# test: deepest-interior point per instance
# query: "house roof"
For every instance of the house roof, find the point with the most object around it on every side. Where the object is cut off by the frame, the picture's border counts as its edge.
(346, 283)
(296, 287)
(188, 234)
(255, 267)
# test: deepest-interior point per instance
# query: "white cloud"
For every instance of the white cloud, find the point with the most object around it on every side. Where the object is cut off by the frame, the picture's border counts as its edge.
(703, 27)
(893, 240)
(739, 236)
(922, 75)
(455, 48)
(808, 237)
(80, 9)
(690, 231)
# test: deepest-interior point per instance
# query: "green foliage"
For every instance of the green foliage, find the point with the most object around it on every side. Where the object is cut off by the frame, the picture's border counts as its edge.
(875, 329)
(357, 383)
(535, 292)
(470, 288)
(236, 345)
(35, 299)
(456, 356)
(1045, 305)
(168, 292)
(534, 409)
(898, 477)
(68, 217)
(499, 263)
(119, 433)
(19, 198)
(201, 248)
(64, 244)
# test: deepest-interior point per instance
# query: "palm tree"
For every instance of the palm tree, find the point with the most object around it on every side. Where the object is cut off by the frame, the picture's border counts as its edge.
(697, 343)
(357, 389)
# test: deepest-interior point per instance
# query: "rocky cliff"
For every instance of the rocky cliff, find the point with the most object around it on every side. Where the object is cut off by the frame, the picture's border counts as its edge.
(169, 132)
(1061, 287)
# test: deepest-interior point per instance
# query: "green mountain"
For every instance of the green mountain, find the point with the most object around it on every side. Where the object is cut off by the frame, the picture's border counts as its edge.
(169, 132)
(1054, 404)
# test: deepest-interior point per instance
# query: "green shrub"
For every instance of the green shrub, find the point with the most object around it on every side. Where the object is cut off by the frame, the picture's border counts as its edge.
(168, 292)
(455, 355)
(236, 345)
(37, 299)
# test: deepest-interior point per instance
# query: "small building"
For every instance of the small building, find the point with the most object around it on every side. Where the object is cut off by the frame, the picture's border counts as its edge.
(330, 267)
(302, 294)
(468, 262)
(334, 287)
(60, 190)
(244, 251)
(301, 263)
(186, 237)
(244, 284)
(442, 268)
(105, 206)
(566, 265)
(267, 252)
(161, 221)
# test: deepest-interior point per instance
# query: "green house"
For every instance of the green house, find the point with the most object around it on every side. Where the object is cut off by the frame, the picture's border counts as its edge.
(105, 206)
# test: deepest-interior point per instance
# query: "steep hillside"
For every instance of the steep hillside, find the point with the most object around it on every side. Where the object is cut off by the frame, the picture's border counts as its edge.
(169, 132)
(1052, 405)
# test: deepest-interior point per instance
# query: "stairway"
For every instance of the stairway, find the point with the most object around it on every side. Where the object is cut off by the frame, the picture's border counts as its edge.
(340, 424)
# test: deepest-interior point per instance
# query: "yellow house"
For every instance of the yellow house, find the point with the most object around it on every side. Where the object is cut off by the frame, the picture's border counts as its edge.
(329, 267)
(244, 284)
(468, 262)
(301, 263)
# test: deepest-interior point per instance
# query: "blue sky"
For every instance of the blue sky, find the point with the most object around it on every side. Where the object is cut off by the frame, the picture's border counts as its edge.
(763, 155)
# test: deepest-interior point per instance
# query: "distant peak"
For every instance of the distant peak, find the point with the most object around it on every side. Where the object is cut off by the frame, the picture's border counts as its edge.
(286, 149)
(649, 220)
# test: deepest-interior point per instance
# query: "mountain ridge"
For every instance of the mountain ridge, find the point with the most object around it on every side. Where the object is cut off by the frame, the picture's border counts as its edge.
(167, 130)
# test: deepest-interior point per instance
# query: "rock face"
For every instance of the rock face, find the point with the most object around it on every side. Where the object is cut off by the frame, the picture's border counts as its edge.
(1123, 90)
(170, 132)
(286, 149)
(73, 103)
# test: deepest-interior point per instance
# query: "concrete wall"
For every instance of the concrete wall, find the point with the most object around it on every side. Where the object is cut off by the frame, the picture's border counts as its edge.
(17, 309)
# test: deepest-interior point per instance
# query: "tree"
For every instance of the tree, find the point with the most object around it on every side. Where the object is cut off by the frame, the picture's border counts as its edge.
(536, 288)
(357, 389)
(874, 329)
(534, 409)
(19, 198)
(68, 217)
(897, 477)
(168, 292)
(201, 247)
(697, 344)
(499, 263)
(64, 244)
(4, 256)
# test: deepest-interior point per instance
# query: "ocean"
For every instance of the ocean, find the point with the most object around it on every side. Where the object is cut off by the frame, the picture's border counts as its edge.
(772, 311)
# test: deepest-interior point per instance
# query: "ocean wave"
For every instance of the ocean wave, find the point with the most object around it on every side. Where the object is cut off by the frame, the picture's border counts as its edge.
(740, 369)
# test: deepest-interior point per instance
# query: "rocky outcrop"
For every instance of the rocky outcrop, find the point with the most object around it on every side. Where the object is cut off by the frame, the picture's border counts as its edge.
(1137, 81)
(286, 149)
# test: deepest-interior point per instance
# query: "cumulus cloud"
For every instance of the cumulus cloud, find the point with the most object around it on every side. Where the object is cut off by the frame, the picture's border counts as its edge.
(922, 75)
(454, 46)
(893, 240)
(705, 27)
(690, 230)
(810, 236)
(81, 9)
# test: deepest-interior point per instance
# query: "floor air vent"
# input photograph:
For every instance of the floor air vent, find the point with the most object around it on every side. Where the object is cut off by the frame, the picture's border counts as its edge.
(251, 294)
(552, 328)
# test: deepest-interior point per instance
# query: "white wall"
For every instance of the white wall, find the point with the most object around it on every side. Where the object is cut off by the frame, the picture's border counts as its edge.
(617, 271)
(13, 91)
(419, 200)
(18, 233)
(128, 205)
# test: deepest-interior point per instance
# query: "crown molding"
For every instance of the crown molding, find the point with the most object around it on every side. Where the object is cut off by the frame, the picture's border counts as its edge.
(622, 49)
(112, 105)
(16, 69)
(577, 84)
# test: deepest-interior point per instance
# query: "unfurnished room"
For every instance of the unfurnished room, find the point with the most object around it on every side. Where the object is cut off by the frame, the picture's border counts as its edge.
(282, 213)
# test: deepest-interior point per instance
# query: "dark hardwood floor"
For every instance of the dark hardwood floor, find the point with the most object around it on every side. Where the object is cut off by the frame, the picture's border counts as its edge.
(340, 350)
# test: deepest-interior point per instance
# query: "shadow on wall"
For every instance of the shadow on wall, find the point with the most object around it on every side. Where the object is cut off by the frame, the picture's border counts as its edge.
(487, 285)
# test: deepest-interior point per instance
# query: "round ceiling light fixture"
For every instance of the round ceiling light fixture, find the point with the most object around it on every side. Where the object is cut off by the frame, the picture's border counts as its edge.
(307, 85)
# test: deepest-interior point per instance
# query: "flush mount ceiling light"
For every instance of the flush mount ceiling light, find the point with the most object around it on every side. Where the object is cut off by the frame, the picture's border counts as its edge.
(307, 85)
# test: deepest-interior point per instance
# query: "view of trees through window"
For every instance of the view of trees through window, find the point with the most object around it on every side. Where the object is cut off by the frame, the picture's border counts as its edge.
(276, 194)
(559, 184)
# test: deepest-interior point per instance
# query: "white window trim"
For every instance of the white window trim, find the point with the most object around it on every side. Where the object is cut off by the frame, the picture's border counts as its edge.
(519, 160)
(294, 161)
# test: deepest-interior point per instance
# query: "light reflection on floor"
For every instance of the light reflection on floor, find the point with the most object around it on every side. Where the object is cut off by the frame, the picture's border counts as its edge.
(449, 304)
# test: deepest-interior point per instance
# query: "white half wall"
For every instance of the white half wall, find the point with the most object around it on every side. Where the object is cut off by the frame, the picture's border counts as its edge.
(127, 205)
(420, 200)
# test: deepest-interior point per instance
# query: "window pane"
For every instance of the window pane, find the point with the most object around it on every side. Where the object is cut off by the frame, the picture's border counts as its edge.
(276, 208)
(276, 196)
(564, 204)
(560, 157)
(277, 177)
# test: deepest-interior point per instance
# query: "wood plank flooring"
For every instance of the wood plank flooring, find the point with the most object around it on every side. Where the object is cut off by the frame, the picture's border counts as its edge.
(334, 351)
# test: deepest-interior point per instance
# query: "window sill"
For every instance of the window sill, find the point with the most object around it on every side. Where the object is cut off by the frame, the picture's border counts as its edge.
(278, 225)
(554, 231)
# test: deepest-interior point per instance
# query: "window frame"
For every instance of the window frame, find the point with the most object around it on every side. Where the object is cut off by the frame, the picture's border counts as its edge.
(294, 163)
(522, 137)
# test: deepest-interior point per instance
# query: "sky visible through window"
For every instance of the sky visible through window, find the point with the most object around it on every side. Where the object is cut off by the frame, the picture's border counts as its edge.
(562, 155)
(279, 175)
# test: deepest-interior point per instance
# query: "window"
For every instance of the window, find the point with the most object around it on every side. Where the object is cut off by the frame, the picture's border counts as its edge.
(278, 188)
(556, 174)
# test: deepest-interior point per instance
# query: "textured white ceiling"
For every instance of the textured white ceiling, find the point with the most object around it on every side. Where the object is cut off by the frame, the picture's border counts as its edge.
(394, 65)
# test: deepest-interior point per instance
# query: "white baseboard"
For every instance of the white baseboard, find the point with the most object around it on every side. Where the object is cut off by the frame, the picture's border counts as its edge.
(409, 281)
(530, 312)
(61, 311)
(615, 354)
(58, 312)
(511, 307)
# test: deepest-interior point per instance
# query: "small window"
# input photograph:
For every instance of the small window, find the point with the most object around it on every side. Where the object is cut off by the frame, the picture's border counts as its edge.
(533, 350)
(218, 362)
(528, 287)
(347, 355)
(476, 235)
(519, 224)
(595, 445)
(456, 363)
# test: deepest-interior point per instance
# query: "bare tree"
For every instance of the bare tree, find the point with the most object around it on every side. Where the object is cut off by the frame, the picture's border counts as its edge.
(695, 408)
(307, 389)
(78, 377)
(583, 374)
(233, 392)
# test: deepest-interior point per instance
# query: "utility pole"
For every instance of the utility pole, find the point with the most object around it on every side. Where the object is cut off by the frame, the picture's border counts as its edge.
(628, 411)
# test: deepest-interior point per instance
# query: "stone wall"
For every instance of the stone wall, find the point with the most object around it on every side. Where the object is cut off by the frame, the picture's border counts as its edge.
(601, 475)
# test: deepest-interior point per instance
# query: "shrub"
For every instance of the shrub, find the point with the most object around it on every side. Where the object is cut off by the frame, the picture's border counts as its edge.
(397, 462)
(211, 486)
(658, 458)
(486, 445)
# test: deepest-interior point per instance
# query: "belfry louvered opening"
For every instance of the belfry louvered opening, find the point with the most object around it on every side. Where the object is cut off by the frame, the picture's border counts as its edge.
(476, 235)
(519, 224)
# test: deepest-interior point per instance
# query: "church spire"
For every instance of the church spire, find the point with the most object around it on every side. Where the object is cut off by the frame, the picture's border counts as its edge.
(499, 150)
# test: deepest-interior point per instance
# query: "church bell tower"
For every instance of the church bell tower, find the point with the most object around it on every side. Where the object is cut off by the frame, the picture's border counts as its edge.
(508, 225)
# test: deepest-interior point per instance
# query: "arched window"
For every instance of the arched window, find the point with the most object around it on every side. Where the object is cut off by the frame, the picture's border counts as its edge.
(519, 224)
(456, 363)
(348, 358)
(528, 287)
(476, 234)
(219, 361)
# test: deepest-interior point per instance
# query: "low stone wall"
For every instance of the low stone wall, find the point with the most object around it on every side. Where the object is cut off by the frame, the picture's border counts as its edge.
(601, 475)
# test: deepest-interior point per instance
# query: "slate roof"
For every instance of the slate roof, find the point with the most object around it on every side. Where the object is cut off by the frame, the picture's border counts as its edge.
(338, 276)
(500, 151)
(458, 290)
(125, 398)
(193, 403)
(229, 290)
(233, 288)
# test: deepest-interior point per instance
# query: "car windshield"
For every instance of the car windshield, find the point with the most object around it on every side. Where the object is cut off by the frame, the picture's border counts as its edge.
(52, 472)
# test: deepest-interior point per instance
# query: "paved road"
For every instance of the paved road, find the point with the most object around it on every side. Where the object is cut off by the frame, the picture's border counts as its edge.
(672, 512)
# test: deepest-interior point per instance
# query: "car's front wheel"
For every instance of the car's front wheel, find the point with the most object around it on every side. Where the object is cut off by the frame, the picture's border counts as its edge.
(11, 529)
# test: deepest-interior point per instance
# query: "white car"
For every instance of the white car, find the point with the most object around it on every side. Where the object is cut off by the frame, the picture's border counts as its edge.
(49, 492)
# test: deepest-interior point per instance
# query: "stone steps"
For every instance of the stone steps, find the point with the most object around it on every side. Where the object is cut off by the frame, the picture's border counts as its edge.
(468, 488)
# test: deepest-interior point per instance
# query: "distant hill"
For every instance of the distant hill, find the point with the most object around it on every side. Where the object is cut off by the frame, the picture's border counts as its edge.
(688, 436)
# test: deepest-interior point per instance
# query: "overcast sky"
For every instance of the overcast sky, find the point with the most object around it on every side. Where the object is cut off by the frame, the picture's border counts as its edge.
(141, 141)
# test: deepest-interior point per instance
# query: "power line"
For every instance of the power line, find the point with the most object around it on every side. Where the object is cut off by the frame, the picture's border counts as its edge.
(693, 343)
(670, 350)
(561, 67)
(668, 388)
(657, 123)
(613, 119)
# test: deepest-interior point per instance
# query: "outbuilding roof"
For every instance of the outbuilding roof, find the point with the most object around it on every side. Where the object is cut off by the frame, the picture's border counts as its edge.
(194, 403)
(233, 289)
*****
◆ Problem requirements
At the line containing "For every instance of the outbuilding", start copying. Continue exactly through the final line of the entries above and stop there.

◆ Task solution
For every instance of the outbuilding roof, find the point with the most object around it on every side. Where the object is cut off by the frame, the picture's border counts as its edge.
(194, 403)
(233, 289)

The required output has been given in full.